[Collected data entries]
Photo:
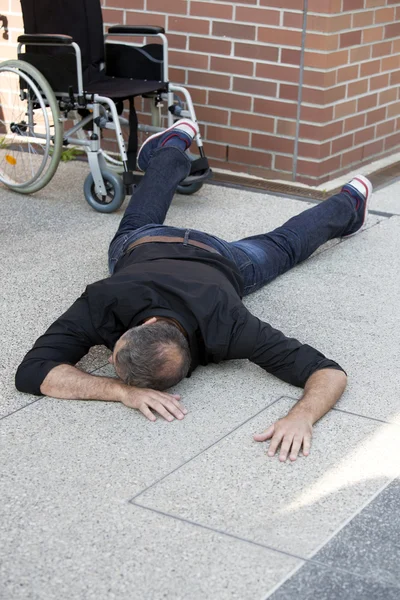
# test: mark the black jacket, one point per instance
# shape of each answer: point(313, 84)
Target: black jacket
point(199, 289)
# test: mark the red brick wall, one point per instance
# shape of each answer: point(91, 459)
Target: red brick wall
point(241, 62)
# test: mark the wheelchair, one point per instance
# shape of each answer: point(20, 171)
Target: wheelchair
point(68, 88)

Task item: What is needed is the number of lines in the data that hold the word "shape", with nothing added.

Task response: 3